### [Directions for this task]
Count the lines in the material below that contain the string "railing", and give only that number.

### [Stored records]

__________________________________________________

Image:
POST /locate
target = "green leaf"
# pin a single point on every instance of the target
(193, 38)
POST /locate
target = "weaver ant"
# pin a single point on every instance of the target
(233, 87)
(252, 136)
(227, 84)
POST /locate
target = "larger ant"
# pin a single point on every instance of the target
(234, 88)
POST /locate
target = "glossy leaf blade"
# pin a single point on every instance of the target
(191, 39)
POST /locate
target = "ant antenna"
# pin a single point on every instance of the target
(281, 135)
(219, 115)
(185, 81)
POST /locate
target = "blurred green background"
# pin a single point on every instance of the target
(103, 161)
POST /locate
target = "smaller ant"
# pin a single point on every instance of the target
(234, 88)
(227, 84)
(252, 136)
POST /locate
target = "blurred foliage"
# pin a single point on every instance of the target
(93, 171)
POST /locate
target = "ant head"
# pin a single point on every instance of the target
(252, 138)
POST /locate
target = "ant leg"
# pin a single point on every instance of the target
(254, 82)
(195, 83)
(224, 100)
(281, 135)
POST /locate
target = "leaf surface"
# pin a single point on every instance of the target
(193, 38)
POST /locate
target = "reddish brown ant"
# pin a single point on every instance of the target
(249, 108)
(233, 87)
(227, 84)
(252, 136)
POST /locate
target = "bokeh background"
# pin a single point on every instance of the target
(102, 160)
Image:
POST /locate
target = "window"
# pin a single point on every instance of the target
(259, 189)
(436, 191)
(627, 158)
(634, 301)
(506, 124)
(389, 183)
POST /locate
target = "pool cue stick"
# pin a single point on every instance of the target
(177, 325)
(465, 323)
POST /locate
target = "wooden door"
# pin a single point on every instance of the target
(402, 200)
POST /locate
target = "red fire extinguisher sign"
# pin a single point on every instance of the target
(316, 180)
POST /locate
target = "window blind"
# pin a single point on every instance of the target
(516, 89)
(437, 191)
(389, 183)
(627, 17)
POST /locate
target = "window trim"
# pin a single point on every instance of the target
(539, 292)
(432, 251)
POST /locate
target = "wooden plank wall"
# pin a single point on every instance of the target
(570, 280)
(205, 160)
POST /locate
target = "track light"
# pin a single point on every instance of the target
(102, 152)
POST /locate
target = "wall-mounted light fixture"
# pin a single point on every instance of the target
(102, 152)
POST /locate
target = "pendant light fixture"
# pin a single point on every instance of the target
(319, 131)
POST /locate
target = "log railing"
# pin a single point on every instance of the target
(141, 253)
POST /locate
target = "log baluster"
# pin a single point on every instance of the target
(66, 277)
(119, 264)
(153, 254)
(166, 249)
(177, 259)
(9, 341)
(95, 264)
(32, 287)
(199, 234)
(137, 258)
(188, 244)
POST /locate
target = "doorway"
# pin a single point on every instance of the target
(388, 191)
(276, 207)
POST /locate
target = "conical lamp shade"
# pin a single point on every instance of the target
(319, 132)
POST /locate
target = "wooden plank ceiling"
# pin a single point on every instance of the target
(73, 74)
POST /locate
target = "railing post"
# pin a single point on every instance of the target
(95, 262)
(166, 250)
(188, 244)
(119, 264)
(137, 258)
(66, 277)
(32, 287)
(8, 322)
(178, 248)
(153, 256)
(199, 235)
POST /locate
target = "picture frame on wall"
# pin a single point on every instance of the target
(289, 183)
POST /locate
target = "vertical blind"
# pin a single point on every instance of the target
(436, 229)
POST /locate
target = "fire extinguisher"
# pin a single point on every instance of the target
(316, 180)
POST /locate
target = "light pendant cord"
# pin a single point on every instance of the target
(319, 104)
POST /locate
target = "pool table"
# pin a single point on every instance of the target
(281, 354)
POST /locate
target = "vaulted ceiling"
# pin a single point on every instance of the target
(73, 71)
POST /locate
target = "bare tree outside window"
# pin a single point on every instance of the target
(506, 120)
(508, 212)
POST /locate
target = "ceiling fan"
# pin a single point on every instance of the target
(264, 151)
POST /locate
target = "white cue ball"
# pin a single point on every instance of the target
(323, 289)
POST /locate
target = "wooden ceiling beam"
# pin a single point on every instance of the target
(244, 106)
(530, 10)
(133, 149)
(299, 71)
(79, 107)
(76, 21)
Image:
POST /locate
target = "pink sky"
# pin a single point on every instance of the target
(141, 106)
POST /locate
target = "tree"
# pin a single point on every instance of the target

__________________________________________________

### [Result for this exercise]
2